(Stored items from a collection)

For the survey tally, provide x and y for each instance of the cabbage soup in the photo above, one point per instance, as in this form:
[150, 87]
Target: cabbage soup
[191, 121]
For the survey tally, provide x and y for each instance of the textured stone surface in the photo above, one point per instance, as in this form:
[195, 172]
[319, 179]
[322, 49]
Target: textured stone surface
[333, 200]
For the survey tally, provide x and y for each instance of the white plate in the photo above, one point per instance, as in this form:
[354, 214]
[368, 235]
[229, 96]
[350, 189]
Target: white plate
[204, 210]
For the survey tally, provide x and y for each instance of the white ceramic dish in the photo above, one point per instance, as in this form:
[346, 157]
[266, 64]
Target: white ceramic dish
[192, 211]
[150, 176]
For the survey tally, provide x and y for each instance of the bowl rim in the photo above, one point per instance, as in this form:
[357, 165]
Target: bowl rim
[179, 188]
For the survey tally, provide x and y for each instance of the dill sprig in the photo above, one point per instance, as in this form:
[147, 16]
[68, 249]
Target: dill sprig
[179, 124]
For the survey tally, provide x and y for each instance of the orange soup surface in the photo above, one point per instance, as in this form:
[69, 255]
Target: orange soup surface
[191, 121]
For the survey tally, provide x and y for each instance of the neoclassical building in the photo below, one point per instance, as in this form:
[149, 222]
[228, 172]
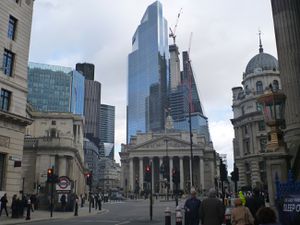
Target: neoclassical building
[53, 140]
[171, 149]
[250, 131]
[15, 30]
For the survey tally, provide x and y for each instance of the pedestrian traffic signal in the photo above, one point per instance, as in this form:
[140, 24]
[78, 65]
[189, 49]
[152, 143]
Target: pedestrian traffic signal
[223, 171]
[50, 175]
[235, 174]
[89, 178]
[148, 174]
[175, 176]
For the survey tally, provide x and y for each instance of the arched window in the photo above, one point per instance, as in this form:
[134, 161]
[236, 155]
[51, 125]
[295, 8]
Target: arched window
[259, 87]
[275, 85]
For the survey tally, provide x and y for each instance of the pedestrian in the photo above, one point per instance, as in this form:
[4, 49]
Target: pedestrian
[212, 209]
[255, 202]
[14, 207]
[241, 215]
[4, 201]
[63, 202]
[192, 207]
[266, 216]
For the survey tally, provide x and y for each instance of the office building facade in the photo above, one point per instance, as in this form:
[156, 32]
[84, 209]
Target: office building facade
[147, 73]
[107, 129]
[55, 88]
[87, 70]
[92, 108]
[15, 30]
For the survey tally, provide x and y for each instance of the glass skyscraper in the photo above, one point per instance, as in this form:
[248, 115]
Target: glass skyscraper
[148, 73]
[55, 88]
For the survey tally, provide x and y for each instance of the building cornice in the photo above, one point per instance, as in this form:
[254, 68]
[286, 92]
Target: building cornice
[14, 118]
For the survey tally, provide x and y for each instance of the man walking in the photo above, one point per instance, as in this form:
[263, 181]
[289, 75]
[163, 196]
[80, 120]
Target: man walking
[212, 210]
[254, 203]
[192, 207]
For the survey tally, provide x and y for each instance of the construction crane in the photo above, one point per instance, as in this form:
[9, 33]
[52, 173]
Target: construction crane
[173, 32]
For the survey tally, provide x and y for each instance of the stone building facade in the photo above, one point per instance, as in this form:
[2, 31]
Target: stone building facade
[53, 140]
[286, 15]
[250, 131]
[172, 149]
[15, 30]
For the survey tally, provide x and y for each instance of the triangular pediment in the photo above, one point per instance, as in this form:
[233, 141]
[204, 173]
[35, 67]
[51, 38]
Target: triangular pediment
[162, 142]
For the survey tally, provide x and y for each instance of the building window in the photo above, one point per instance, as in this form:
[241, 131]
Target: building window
[259, 87]
[8, 61]
[261, 125]
[2, 161]
[246, 147]
[5, 100]
[259, 107]
[263, 144]
[12, 25]
[275, 85]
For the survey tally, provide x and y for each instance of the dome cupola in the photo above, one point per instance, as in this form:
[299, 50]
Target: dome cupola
[261, 62]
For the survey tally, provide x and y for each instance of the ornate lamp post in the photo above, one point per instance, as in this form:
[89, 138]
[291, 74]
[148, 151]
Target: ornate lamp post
[273, 103]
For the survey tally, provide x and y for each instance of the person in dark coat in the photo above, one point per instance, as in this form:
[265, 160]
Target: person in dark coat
[212, 210]
[192, 207]
[254, 203]
[4, 204]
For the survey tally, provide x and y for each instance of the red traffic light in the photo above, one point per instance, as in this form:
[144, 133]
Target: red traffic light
[148, 169]
[50, 171]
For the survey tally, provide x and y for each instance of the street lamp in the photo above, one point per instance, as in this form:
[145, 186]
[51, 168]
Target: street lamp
[273, 106]
[273, 103]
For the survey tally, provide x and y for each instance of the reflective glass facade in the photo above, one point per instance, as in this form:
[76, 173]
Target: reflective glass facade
[55, 88]
[147, 73]
[77, 103]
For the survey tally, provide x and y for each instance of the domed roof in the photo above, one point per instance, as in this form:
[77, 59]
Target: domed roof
[263, 61]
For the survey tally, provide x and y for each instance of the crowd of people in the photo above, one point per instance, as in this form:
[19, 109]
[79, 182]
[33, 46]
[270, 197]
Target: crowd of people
[249, 210]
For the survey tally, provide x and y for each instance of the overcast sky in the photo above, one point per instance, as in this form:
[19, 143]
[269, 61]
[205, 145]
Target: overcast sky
[225, 38]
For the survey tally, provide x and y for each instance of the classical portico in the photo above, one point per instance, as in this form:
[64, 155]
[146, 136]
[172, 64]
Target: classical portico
[164, 152]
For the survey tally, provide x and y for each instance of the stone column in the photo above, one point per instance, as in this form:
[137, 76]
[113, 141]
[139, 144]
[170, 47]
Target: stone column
[170, 169]
[131, 174]
[181, 173]
[141, 176]
[201, 166]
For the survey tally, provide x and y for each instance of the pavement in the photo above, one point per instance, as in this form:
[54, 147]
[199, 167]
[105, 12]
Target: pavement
[40, 215]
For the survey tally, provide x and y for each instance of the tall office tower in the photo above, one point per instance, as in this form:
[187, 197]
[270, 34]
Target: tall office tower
[183, 93]
[92, 108]
[286, 15]
[147, 73]
[55, 88]
[15, 29]
[87, 69]
[107, 129]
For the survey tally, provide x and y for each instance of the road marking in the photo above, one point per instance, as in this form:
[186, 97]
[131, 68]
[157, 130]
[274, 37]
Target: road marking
[125, 222]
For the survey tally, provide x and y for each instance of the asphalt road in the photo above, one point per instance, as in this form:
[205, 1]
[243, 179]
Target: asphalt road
[133, 212]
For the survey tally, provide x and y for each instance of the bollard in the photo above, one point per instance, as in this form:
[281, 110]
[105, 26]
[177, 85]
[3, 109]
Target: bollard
[28, 209]
[76, 207]
[167, 216]
[178, 216]
[100, 205]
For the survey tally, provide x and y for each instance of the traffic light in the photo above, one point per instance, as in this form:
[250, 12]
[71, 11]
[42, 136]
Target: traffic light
[148, 174]
[89, 178]
[50, 175]
[175, 176]
[223, 171]
[235, 174]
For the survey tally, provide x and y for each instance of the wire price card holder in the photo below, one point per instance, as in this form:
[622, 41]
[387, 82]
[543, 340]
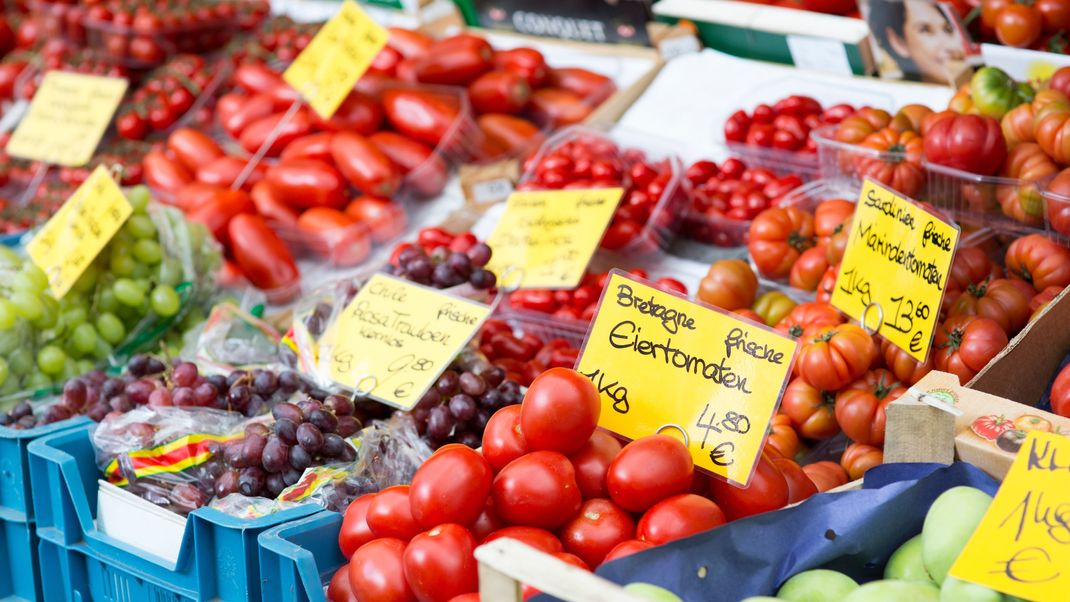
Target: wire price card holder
[66, 118]
[551, 235]
[75, 235]
[896, 268]
[396, 338]
[336, 58]
[663, 364]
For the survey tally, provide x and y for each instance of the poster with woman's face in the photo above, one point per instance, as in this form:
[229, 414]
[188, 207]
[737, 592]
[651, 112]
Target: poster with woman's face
[918, 40]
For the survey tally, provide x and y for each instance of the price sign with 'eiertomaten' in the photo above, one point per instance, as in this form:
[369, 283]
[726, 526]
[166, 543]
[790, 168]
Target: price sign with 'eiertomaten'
[665, 364]
[895, 268]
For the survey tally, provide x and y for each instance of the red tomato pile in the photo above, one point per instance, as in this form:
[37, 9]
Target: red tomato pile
[548, 478]
[589, 160]
[581, 302]
[730, 191]
[785, 125]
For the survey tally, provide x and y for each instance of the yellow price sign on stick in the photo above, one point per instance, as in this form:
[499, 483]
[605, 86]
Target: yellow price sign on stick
[895, 268]
[1022, 545]
[66, 118]
[665, 364]
[396, 337]
[75, 235]
[325, 72]
[551, 234]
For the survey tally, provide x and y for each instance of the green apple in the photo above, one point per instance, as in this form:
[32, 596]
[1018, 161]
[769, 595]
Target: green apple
[958, 590]
[948, 525]
[905, 564]
[819, 585]
[653, 592]
[895, 591]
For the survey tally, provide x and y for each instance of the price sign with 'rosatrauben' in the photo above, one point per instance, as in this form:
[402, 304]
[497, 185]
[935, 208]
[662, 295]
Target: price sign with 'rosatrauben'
[665, 364]
[895, 268]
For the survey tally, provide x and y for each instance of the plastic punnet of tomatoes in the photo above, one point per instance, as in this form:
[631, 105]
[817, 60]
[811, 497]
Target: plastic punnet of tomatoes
[655, 189]
[725, 198]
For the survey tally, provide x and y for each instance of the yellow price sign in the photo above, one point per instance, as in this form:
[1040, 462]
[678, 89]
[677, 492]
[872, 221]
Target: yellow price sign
[1022, 545]
[325, 72]
[396, 337]
[551, 235]
[66, 118]
[895, 268]
[75, 235]
[663, 364]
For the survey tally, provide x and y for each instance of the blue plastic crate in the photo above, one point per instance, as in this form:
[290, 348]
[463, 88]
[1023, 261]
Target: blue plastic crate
[299, 558]
[19, 576]
[218, 558]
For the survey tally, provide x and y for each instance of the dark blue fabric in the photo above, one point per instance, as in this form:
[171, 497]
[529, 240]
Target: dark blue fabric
[851, 531]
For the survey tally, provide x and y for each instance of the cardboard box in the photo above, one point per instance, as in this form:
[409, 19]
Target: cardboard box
[803, 39]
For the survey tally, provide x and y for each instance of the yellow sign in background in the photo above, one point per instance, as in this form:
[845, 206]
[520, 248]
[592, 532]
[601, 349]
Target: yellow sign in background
[66, 118]
[551, 234]
[75, 235]
[660, 361]
[895, 268]
[399, 337]
[1022, 546]
[325, 71]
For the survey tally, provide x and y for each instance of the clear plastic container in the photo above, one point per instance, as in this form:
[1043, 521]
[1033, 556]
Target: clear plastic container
[660, 227]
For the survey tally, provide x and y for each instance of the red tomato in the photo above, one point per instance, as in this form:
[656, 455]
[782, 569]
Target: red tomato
[377, 572]
[271, 205]
[261, 255]
[354, 525]
[592, 463]
[364, 165]
[390, 513]
[799, 485]
[1060, 392]
[503, 441]
[307, 183]
[767, 491]
[560, 411]
[440, 564]
[598, 528]
[536, 490]
[452, 487]
[384, 218]
[338, 589]
[193, 148]
[627, 549]
[678, 516]
[647, 471]
[539, 539]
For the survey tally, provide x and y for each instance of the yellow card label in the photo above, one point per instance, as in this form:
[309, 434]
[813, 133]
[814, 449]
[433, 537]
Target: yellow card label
[325, 72]
[1022, 545]
[551, 235]
[662, 363]
[66, 118]
[895, 268]
[75, 235]
[396, 338]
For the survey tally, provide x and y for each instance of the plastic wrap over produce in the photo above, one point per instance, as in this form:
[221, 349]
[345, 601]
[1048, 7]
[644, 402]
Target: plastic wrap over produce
[854, 533]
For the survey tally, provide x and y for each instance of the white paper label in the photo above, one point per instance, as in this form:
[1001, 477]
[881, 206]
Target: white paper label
[818, 53]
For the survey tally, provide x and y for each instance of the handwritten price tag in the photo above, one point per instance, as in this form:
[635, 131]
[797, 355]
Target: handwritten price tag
[77, 233]
[1022, 546]
[551, 234]
[661, 361]
[66, 118]
[398, 336]
[895, 268]
[325, 71]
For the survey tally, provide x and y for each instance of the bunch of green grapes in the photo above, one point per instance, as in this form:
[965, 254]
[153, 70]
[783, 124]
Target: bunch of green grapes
[139, 281]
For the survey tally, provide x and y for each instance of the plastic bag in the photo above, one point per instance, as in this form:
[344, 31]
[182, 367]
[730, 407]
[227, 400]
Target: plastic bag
[168, 456]
[853, 531]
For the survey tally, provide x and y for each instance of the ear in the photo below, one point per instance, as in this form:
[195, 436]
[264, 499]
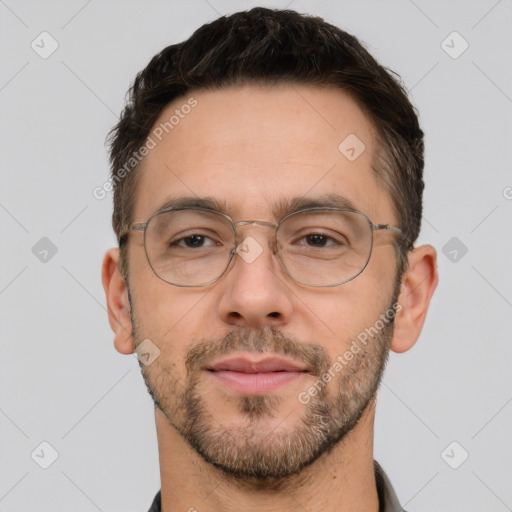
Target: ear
[118, 305]
[418, 284]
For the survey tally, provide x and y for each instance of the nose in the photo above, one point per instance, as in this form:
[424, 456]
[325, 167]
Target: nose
[255, 290]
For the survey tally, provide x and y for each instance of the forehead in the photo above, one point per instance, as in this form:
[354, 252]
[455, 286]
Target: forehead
[257, 148]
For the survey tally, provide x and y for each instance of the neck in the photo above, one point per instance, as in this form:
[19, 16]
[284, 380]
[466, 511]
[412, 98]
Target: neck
[340, 480]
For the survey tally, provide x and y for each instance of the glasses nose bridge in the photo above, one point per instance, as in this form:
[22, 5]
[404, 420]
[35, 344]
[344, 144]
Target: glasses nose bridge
[261, 223]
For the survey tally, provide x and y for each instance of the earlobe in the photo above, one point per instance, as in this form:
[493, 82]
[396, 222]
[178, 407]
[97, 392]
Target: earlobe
[118, 305]
[418, 285]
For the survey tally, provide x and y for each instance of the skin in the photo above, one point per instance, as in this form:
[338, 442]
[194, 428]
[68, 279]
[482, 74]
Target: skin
[252, 146]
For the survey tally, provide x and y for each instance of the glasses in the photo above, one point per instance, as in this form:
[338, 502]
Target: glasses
[319, 246]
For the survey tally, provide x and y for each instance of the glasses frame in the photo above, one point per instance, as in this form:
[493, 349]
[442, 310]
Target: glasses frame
[141, 226]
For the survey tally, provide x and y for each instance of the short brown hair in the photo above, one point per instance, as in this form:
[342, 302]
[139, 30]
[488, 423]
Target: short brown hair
[270, 46]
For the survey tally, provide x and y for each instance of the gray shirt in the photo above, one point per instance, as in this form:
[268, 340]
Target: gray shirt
[387, 497]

* **THE REQUEST**: Output an exact copy of the lines beginning at the one that holds "of the nose" and running through the final line of the records.

* **COMPLETED EXERCISE**:
For the survey tally, provide x and y for each instance of the nose in the photo above, one point per instance, as in this form:
[424, 456]
[325, 167]
Target: nose
[255, 290]
For the survey tally, provide x and y for each instance of the forehead in the photo above, one point per instance, as in this form:
[354, 252]
[455, 286]
Target: forehead
[257, 148]
For the survey tally, provide x and y for each instance of the neck in the photo above, one point per instance, as in this form:
[19, 16]
[284, 380]
[466, 511]
[412, 98]
Target: neck
[340, 480]
For the survey tally, provide x and y for each instance of the glasses nose bridge in the photo above, one point per instance, as in this form:
[22, 5]
[404, 420]
[35, 344]
[344, 144]
Target: glasses nose bridge
[261, 223]
For the survey tally, provide x and y for each instance of the earlobe in the photo above, one point per instance, as in this form:
[493, 82]
[396, 222]
[178, 407]
[97, 392]
Target: earlobe
[118, 305]
[418, 285]
For the survey tally, provide x and y for each instance of the skin in the photo above, one point per instance, as in this form:
[338, 442]
[194, 428]
[68, 279]
[482, 74]
Target: skin
[252, 146]
For the survey tally, provide x and y for each instance of the glasses in the photo above, one point per instance, as in this form:
[338, 502]
Target: glasses
[319, 246]
For the survey tally, provide x and y for each instance of the glasses frame in the photo above, one point per instance, as in this form:
[493, 349]
[442, 310]
Target: glasses frame
[141, 226]
For the survey tally, provide x and y for each instance of the short brown hair in the photo above, one point per instance, as in this form:
[342, 302]
[139, 30]
[488, 423]
Target: short brown hair
[270, 46]
For the survey tally, provide x and y for each instance of the gray shirt in the photo above, one point per instance, as in this form:
[268, 340]
Target: gray shirt
[387, 497]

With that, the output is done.